• _Aim_:
Reproduce every row below word for word, but leave the pictures out of your answer.
▬▬▬▬▬▬▬▬▬▬
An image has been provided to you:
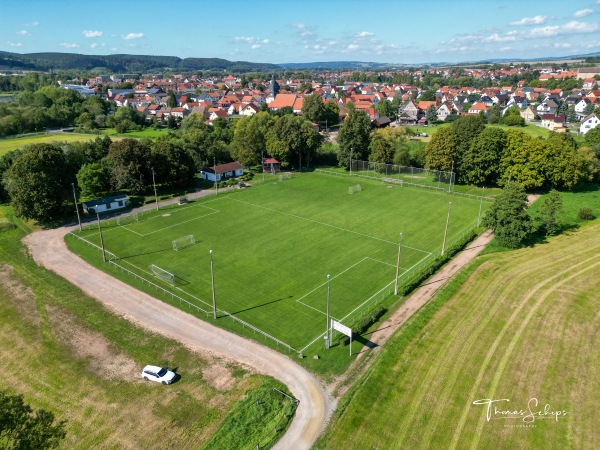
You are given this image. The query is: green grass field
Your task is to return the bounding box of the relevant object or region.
[0,205,289,449]
[315,214,600,449]
[68,173,487,351]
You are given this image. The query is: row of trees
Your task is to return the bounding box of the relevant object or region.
[426,116,599,190]
[0,86,112,136]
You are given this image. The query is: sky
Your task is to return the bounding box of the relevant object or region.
[0,0,600,64]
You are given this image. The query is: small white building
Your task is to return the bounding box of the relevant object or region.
[82,194,130,214]
[200,161,244,182]
[579,113,600,134]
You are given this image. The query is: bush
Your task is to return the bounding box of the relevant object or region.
[578,208,594,220]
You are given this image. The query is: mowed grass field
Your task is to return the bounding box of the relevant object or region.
[0,205,285,449]
[316,223,600,449]
[68,173,488,350]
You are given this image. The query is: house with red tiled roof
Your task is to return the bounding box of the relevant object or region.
[269,94,302,111]
[469,102,490,114]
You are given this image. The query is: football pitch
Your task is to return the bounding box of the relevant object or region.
[71,173,489,351]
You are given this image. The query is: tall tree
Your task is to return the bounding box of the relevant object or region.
[0,391,67,449]
[266,115,321,170]
[369,127,407,164]
[151,138,196,187]
[302,93,325,126]
[4,144,70,223]
[483,182,534,248]
[77,163,110,200]
[539,189,564,236]
[106,139,152,194]
[231,112,275,165]
[425,127,459,171]
[425,105,437,124]
[460,127,506,186]
[338,107,371,167]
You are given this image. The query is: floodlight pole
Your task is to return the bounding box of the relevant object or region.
[350,147,352,176]
[213,157,219,195]
[442,202,452,256]
[477,186,485,228]
[71,183,83,231]
[394,232,402,295]
[325,274,331,349]
[96,212,106,262]
[210,250,217,320]
[152,167,158,211]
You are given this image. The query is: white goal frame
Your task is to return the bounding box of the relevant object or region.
[150,264,175,286]
[173,234,196,251]
[117,213,139,225]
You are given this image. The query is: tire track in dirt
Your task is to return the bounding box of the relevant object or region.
[471,255,600,448]
[449,251,600,449]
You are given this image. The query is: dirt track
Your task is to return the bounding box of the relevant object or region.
[23,228,334,449]
[23,186,502,450]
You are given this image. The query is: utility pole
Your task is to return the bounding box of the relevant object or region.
[350,147,352,176]
[442,202,452,256]
[71,183,83,231]
[213,157,219,194]
[325,274,331,349]
[210,250,217,320]
[394,232,402,295]
[477,186,485,228]
[96,212,106,262]
[152,167,158,211]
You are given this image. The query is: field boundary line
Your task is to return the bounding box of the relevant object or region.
[228,197,430,253]
[68,231,301,353]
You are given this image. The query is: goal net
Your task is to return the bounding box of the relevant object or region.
[117,213,138,225]
[173,234,196,251]
[150,264,175,286]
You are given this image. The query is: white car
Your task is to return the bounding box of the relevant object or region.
[142,366,175,384]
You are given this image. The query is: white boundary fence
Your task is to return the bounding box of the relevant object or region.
[69,232,300,353]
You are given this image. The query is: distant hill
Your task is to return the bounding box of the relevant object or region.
[0,51,281,73]
[279,61,406,70]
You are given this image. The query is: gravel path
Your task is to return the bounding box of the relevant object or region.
[23,227,334,450]
[23,185,504,450]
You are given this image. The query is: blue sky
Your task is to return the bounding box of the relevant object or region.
[0,0,600,63]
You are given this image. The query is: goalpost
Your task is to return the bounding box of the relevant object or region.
[173,234,196,251]
[150,264,175,286]
[117,213,139,225]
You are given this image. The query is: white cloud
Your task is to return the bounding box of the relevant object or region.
[482,33,517,42]
[122,33,144,41]
[529,20,600,38]
[510,16,548,26]
[573,9,594,17]
[82,30,102,37]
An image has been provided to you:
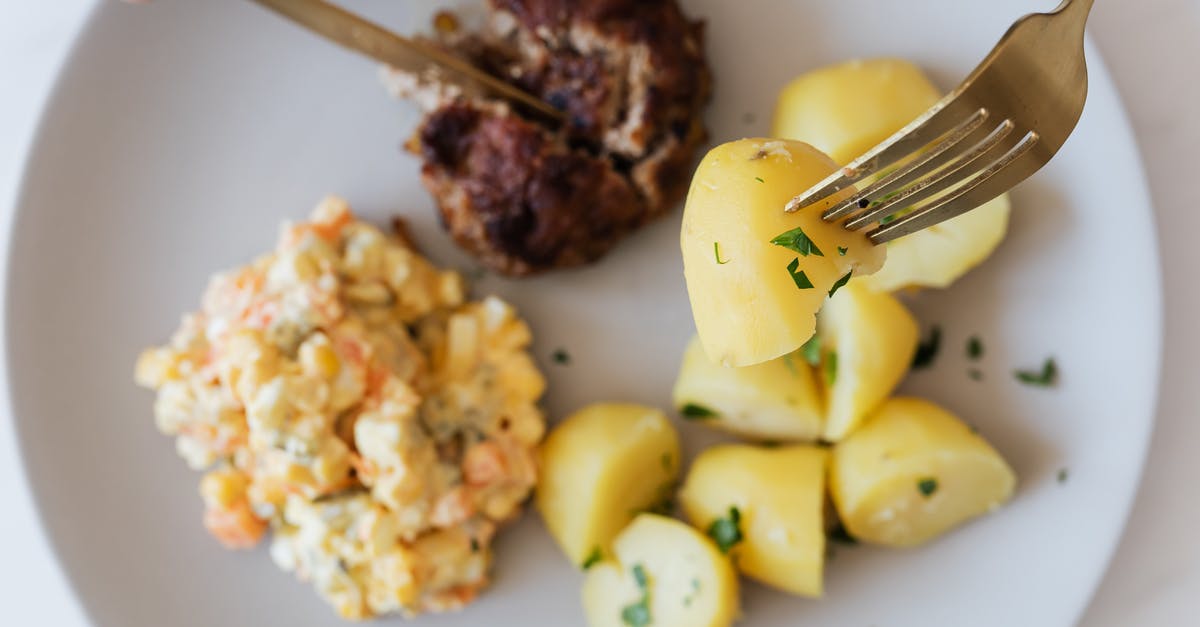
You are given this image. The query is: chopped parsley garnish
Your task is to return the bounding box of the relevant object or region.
[770,227,824,257]
[824,351,838,386]
[708,507,742,553]
[829,523,858,544]
[1013,357,1058,388]
[912,327,942,369]
[580,547,604,571]
[800,335,821,368]
[679,402,720,420]
[713,241,730,265]
[620,563,652,627]
[829,270,854,298]
[787,257,812,289]
[967,335,983,359]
▬▬▬▬▬▬▬▬▬▬
• _Answer to this task_:
An image has been provided to you:
You are given this image. The query is: green grass field
Your task is to return the bounding box of the relevant object or region.
[0,205,289,449]
[315,214,600,449]
[68,173,487,351]
You are given this image. The query is: row of trees
Your task is to return the bounding box of the relevant object or region.
[426,116,599,190]
[0,86,112,136]
You are given this image. The query is: sky
Your task is to return the bounding box of the relevant object or region.
[0,0,600,64]
You are given this image. The query is: small white building
Your task is to return the bounding box of the relevant object or region.
[82,194,130,214]
[200,161,244,182]
[579,113,600,134]
You are given this image. The query is: bush
Your task is to return the bounding box of the relevant object or region.
[578,208,594,220]
You are given this image. The query is: mowed grass field
Your task is to return the bounding box of the relevant object or region.
[0,205,285,449]
[316,223,600,449]
[68,173,488,350]
You are given this image. The query is: house with red tiled roof
Your task is to return the bounding box of the relevant object or region.
[269,94,302,111]
[469,102,490,114]
You are given this image. The query is: football pitch
Your task is to return the bounding box of the relevant object or region.
[71,173,489,351]
You are given this image. The query is: tall tree
Your task is to return the bounding box of the relevant object or region.
[0,391,67,449]
[266,115,321,170]
[369,127,407,164]
[151,138,196,187]
[302,93,325,126]
[4,144,70,223]
[483,182,534,248]
[77,163,110,200]
[539,189,564,236]
[106,139,152,194]
[231,112,275,165]
[425,127,459,171]
[425,105,437,124]
[460,127,506,186]
[338,107,371,167]
You are given this image. The query is: floodlight pole
Your task is to return the bounding box of the relevant object or region.
[350,147,352,176]
[213,157,219,195]
[442,202,452,256]
[477,186,485,228]
[71,183,83,231]
[394,232,402,295]
[325,274,331,349]
[96,212,106,262]
[210,250,217,320]
[152,167,158,211]
You are given this image. The query is: white goal frame
Your task is to return the bounding box of the relevant object or region.
[150,264,175,286]
[173,234,196,251]
[117,213,139,225]
You are given this image. The query is: tire track in dirt
Your task is to return the bounding box of the relevant object or region.
[471,255,600,448]
[449,251,600,449]
You are given this image. The query is: dirt track
Your task is to return the bounding box of the relevant object or region.
[23,228,334,449]
[23,186,502,450]
You are given this image. The query is: utility pole
Your task is to return the bounding box of the relevant object or region.
[350,147,352,176]
[442,202,452,256]
[71,183,83,231]
[213,157,219,194]
[325,274,331,349]
[210,250,217,320]
[394,232,402,295]
[477,186,485,228]
[96,212,106,262]
[152,167,158,211]
You are given this image. The query is: field boundary line
Your task is to return the bounding box of the relevant object or region.
[228,197,430,253]
[68,231,301,353]
You are given this image. The query is: goal net
Your task is to return the bounding box of the relevant object or region.
[117,213,138,225]
[173,234,196,251]
[150,264,175,286]
You are given this image. The query is: white car
Your task is to return the bounding box of the relevant object or region.
[142,366,175,384]
You are given this image. The query is: white boundary fence
Your task is to return the bounding box of the relevant object or region.
[69,232,300,353]
You are given this image. The query is: distant hill
Your task is to return the bounding box of the relevant object or region.
[0,51,281,73]
[279,61,406,70]
You are given this image. The query is: gravel path
Your task is to return the bounding box of the relevant object or region.
[23,227,334,450]
[23,185,504,450]
You are given this image. The query is: blue sky
Your task is to return the bounding box of the relevant object or region.
[0,0,600,63]
You are given this image. The query is: goalpost
Your task is to return the bounding box of the relevant object or region.
[173,234,196,251]
[150,264,175,286]
[117,213,139,225]
You are given this image. The query is: white cloud
Your task is to return the bounding box of the relevant object or region.
[482,33,517,42]
[122,33,144,41]
[529,20,600,38]
[510,16,548,26]
[573,9,594,17]
[82,30,102,37]
An image has been provided to you:
You are given this image. The query is: chopped parsley garnish
Your task is to return the bounding box of the relevant object or region.
[770,227,824,257]
[824,351,838,386]
[708,507,742,553]
[829,523,858,544]
[1013,357,1058,388]
[912,327,942,369]
[580,547,604,571]
[800,335,821,368]
[679,402,720,420]
[713,241,730,265]
[620,563,652,627]
[829,270,854,298]
[787,257,812,289]
[967,335,983,359]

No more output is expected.